Copy exactly the stretch of data below from the line with "Target — overhead tram wire." through the line with "Target — building window.", including both of those lines.

===== EXTRACTED MATERIAL

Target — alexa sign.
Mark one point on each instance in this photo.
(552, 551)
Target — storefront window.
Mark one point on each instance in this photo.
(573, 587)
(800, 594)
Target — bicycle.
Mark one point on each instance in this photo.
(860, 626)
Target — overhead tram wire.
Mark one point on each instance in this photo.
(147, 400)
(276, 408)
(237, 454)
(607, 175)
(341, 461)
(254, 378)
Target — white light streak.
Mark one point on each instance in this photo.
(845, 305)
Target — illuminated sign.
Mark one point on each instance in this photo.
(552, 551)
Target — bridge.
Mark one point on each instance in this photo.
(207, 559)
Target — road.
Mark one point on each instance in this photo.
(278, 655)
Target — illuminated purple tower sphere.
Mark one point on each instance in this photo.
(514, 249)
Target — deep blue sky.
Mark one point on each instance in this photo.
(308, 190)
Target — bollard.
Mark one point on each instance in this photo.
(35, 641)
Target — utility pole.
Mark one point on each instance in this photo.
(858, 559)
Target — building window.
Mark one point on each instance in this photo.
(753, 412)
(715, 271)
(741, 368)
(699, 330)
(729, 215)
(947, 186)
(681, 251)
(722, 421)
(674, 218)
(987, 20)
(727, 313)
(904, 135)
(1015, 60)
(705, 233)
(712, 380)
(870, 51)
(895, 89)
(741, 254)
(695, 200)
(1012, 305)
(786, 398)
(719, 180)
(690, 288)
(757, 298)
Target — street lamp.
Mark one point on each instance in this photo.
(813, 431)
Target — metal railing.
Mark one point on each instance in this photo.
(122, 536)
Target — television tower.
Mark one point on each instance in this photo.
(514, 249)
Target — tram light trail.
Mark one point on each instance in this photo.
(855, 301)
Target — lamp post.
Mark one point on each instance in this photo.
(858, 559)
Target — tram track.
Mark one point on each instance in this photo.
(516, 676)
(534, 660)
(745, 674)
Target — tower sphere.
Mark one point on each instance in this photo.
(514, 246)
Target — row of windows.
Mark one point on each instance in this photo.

==========

◆ PROBLEM SOLUTION:
Target — overhead tram wire.
Mark one point on each instance in this photo.
(147, 400)
(276, 408)
(237, 454)
(607, 175)
(341, 461)
(254, 378)
Target — white light streak.
Mark one point on each instance in this photo.
(845, 305)
Target — illuminated sign.
Mark one point on each instance in this photo.
(552, 551)
Target — bridge.
Mark one point on each instance in this photo.
(207, 559)
Target — road.
Mark one point on each instance in this photo.
(278, 655)
Target — illuminated purple tower sphere.
Mark one point on each instance in this photo.
(514, 249)
Target — deep blue sky.
Mark one point on each instance in this photo.
(308, 190)
Target — bollard.
Mark one point on each instance in this photo.
(35, 641)
Target — utility pole.
Mark one point on each instance in this photo.
(858, 559)
Target — building window.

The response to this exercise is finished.